At one point, as their second innings subsided from 90 for one to 134 for six by stumps, still 43 short of avoiding an innings defeat, the big screen picked out a tearful Pom in the crowd, drawing hoots of derision from most of the 35,000 present. There has been contempt for England since they arrived, and there will be no sympathy now.

Some wonder if Australians have tired of duffing up England in their own backyard. Not on this evidence. The Gabbatoir will be torn down after Brisbane hosts the 2032 Olympics, but for now it is very much alive and open for business. English cricketers remain among the venue’s favourite customers.

Ever since Joe Root ensured the first evening finished on an emotional high, England have been so off the pace, so tactically inept, so willing to repeat the same mistakes, that you fear for the next few weeks.

Two-nil down will be hard enough to turn around. Only one side in the history of Test cricket have won a series from that position, and that was Australia against England 89 years ago, when they were playing at home and had at their disposal a batsman called Don Bradman.

But the worry now must be that this tour will unravel out of control, and take its place alongside the carnage inflicted on the last three visiting England sides here: a 5–0 whitewash in 2013-14 followed by a pair of 4–0 losses in 2017-18 and 2021-22. And if that sounds defeatist, then the evidence of day three at the Gabba offered few reasons to be cheerful.

England’s bowling in the first half of the day was bad enough. They had begun it clinging on by their fingertips, 44 behind and with four wickets still to take. All was not lost, yet England seemed incapable of patience, too quick to change plans. On the second day, the short ball was horribly overdone, and Will Jacks’s off-breaks ignored until it was too late. Why, you might wonder, was he even selected?

- AIM A -
In the records, copy out the lines from the one with "as [[143, 361]]." to the one with "[[178, 335], [413, 394]]", keeping each line word for word.

(Records)
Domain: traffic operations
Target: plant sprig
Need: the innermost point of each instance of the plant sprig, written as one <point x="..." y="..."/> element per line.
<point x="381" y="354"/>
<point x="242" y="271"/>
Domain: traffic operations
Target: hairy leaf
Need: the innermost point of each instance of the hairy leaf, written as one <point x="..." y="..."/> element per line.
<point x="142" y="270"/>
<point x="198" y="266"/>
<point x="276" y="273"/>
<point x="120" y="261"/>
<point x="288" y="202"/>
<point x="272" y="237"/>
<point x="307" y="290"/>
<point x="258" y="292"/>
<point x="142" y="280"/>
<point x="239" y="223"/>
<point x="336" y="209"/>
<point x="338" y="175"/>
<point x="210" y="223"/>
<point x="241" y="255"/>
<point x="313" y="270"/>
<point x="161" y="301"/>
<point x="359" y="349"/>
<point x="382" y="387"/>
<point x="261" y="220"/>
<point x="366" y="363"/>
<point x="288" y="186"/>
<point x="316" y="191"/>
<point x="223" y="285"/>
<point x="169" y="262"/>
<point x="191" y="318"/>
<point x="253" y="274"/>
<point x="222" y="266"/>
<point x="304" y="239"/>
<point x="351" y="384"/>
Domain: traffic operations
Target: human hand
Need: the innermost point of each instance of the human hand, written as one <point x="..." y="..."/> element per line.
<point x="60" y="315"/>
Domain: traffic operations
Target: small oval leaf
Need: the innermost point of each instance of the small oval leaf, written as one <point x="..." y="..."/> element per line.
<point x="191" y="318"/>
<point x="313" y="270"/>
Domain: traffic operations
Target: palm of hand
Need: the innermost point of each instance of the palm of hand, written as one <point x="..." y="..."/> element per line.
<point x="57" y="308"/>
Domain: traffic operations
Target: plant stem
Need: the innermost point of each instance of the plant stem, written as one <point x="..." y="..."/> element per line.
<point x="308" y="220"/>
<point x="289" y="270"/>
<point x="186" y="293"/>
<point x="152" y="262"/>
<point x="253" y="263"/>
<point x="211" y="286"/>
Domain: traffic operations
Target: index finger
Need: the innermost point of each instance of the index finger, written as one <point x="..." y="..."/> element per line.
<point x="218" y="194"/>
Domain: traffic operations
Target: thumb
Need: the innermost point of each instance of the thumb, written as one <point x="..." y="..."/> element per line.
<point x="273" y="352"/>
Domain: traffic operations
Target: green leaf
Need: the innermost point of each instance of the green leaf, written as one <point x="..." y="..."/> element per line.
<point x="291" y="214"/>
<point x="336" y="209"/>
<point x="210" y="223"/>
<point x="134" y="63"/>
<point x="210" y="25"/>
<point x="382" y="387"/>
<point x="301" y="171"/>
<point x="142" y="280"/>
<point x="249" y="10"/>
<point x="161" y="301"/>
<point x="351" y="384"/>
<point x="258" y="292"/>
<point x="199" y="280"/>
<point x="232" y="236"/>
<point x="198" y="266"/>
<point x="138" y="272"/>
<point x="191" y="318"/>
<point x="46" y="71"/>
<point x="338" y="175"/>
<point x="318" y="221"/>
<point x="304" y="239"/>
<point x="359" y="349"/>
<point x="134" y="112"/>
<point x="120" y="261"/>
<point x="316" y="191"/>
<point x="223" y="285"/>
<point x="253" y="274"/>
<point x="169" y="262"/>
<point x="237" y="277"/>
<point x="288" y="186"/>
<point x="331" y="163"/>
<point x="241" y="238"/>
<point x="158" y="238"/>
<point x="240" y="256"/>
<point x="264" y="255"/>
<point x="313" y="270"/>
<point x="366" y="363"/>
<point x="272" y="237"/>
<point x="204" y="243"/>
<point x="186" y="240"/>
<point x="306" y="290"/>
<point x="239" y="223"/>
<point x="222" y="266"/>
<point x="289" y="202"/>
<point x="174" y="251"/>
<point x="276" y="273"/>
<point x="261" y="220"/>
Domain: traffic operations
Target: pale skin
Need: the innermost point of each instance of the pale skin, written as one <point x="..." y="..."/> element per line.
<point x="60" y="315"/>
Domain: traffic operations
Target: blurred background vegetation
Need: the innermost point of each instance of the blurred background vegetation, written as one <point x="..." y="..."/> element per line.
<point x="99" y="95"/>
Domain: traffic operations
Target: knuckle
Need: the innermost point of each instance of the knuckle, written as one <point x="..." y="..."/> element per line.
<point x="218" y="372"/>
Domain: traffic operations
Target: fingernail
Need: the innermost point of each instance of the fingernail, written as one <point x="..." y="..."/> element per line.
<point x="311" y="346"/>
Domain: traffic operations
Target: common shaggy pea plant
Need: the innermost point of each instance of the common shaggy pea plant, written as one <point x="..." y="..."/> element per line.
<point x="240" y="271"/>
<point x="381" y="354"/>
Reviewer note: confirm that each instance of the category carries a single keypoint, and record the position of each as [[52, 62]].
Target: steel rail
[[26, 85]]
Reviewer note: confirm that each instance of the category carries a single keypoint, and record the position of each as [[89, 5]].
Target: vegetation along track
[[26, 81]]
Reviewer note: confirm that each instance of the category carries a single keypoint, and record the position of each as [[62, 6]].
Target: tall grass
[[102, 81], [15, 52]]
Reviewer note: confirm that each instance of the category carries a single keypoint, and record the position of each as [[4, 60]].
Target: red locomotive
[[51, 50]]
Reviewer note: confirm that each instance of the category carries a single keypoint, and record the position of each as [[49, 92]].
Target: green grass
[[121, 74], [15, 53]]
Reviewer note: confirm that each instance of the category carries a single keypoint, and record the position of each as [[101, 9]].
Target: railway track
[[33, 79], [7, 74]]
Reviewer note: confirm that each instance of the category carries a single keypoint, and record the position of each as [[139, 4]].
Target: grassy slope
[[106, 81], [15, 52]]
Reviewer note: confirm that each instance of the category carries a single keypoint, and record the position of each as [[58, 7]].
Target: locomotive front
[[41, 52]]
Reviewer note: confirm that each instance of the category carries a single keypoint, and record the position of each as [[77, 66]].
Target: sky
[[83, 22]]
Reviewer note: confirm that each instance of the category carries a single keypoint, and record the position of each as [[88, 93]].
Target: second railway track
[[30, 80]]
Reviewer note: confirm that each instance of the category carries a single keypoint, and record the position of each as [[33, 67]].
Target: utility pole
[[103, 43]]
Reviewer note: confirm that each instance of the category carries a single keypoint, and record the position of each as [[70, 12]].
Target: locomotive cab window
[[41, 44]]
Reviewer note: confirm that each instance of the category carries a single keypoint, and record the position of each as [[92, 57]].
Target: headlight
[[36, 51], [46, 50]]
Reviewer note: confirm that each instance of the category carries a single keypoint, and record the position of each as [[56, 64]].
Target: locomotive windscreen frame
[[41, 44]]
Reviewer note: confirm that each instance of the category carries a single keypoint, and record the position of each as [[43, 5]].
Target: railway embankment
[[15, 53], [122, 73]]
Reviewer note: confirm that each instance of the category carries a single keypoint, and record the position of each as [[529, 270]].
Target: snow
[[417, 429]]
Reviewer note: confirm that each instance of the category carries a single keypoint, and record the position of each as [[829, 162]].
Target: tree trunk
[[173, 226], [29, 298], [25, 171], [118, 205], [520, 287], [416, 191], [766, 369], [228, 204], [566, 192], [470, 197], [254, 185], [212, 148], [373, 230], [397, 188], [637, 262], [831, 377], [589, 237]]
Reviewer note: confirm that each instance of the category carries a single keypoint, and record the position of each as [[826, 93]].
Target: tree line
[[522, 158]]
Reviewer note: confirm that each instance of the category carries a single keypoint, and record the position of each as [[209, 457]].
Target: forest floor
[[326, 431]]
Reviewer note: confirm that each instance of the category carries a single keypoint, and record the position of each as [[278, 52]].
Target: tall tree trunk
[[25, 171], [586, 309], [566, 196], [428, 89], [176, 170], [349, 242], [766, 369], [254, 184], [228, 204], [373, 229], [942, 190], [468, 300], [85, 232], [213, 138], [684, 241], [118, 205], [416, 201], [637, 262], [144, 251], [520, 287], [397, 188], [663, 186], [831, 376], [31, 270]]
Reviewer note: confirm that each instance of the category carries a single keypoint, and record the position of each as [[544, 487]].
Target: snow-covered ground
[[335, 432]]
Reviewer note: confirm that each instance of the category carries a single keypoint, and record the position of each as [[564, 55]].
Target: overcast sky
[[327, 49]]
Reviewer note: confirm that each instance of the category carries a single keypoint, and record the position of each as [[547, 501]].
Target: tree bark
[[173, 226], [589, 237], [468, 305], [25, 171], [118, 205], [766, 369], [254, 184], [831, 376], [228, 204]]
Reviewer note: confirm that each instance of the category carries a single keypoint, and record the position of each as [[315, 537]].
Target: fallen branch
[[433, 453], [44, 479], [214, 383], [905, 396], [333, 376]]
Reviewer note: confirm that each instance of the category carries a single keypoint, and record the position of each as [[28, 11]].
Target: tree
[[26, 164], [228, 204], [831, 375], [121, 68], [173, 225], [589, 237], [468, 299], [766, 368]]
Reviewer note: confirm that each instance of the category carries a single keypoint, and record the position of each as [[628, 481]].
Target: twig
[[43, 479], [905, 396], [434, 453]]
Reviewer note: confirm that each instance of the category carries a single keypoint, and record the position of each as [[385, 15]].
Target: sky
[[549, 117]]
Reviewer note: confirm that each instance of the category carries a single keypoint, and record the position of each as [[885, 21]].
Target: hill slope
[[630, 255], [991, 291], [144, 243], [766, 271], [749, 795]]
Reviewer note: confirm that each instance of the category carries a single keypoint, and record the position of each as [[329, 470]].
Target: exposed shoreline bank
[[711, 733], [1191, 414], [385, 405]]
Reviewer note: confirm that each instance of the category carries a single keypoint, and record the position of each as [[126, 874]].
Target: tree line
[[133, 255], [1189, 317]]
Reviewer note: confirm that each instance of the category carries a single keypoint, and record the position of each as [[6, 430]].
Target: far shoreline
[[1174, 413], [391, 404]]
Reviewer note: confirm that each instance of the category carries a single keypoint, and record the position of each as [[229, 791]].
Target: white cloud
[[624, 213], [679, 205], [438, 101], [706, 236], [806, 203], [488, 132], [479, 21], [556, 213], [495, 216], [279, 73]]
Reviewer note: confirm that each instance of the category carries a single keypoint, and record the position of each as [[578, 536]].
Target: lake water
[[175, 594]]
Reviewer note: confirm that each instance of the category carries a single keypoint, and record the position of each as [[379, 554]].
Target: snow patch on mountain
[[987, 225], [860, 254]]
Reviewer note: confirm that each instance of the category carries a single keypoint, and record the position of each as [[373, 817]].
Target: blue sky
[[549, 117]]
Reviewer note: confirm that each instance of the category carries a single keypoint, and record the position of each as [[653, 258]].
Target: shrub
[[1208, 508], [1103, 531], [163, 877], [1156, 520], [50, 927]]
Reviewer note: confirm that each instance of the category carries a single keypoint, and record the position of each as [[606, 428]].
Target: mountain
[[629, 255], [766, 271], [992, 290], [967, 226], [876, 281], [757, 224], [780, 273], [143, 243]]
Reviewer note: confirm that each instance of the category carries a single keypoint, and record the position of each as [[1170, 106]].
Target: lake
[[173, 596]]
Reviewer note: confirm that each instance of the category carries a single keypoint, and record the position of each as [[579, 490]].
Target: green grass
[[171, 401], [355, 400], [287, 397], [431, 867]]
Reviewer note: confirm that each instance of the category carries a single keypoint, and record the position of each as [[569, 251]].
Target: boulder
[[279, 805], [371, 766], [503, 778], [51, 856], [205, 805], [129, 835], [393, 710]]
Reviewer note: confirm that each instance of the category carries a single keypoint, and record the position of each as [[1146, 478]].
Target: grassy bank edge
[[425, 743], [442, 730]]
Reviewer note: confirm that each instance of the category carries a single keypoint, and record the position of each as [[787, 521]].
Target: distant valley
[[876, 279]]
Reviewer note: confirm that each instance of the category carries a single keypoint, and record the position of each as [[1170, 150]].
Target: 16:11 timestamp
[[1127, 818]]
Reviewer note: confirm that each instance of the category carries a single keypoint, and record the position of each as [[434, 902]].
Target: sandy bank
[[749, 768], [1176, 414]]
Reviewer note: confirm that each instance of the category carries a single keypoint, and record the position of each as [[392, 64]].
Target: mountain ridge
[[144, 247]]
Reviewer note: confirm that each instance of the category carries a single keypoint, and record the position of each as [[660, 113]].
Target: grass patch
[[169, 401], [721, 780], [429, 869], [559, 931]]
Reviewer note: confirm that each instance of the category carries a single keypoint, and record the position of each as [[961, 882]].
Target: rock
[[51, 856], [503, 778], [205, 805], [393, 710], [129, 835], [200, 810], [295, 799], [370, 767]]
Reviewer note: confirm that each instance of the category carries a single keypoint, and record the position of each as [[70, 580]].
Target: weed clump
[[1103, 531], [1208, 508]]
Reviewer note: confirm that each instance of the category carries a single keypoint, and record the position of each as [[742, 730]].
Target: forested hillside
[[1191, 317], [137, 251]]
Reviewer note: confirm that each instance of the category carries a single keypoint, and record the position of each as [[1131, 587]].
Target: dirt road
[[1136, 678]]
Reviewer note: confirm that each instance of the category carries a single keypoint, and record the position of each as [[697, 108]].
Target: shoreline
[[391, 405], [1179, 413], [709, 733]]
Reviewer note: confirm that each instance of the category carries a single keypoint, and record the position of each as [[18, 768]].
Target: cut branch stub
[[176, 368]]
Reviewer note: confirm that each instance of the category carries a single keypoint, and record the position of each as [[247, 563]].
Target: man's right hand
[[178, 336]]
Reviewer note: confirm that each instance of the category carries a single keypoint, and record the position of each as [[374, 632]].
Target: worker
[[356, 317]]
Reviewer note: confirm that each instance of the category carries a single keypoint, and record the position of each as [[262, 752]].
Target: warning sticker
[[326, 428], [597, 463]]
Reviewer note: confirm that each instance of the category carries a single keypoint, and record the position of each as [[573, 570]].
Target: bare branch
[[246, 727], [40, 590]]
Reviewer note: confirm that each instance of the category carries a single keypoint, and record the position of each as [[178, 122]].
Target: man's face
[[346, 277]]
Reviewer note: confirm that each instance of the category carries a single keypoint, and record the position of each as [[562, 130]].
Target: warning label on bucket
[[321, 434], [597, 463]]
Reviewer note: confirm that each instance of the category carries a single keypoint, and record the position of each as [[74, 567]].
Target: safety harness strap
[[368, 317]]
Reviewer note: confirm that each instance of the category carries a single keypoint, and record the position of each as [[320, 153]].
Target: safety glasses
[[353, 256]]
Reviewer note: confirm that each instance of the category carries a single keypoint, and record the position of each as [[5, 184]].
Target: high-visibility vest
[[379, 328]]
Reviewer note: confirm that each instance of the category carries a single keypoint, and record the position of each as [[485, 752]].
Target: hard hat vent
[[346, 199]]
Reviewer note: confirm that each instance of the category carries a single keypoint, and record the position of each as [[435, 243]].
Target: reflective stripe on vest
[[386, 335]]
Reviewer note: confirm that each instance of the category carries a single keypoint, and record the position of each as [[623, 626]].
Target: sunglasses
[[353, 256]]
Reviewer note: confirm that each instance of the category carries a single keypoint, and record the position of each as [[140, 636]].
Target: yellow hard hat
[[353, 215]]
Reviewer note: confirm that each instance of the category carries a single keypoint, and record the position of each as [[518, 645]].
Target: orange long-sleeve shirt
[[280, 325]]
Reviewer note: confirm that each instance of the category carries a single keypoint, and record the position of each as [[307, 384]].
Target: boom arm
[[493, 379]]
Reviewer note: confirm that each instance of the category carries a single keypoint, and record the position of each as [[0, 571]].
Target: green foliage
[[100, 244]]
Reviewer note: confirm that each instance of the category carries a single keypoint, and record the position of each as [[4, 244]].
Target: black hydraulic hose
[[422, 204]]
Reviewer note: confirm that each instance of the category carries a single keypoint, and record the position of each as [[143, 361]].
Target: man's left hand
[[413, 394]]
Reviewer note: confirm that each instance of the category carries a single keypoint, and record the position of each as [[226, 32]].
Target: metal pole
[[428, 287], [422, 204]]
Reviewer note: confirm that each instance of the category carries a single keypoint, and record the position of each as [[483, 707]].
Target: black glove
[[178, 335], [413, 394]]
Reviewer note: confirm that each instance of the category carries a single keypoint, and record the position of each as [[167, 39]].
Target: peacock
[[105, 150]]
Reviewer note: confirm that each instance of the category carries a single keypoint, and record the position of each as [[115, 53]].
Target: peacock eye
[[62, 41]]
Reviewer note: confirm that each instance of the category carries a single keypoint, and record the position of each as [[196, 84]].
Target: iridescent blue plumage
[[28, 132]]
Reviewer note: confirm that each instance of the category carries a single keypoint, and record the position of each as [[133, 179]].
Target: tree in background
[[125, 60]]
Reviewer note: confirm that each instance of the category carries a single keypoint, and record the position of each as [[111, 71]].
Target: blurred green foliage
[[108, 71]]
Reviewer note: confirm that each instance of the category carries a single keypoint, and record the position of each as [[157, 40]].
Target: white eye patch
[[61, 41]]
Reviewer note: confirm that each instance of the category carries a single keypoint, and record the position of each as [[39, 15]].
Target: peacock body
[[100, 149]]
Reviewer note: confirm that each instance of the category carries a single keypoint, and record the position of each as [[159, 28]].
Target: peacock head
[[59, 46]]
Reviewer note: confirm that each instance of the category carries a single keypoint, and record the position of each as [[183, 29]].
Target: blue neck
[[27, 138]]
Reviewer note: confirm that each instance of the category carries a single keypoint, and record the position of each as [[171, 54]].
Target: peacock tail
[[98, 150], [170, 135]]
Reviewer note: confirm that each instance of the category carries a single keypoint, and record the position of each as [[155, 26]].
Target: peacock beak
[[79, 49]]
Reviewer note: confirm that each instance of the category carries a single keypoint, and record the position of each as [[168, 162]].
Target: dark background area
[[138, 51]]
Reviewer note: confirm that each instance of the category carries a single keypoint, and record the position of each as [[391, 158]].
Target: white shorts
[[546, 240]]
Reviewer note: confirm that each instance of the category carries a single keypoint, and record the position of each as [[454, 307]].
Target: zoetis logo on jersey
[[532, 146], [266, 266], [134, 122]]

- AIM B -
Reproduce the whole cricket report word for word.

- TASK OUTPUT A -
Reviewer note: confirm that each instance of the category carries a single keypoint, and record the position of each as [[143, 361]].
Target: man's left hand
[[413, 394]]
Reviewer note: confirm that each instance of the category carries a single keypoint, and record the position of each as [[226, 32]].
Target: metal pole
[[428, 287], [422, 204]]
Reviewer note: confirm that each instance of the category carries a single keypoint, and record the position of each as [[483, 707]].
Target: black glove
[[178, 335], [413, 394]]

- TASK OUTPUT B -
At one point, as their second innings subsided from 90 for one to 134 for six by stumps, still 43 short of avoiding an innings defeat, the big screen picked out a tearful Pom in the crowd, drawing hoots of derision from most of the 35,000 present. There has been contempt for England since they arrived, and there will be no sympathy now.

Some wonder if Australians have tired of duffing up England in their own backyard. Not on this evidence. The Gabbatoir will be torn down after Brisbane hosts the 2032 Olympics, but for now it is very much alive and open for business. English cricketers remain among the venue’s favourite customers.

Ever since Joe Root ensured the first evening finished on an emotional high, England have been so off the pace, so tactically inept, so willing to repeat the same mistakes, that you fear for the next few weeks.

Two-nil down will be hard enough to turn around. Only one side in the history of Test cricket have won a series from that position, and that was Australia against England 89 years ago, when they were playing at home and had at their disposal a batsman called Don Bradman.

But the worry now must be that this tour will unravel out of control, and take its place alongside the carnage inflicted on the last three visiting England sides here: a 5–0 whitewash in 2013-14 followed by a pair of 4–0 losses in 2017-18 and 2021-22. And if that sounds defeatist, then the evidence of day three at the Gabba offered few reasons to be cheerful.

England’s bowling in the first half of the day was bad enough. They had begun it clinging on by their fingertips, 44 behind and with four wickets still to take. All was not lost, yet England seemed incapable of patience, too quick to change plans. On the second day, the short ball was horribly overdone, and Will Jacks’s off-breaks ignored until it was too late. Why, you might wonder, was he even selected?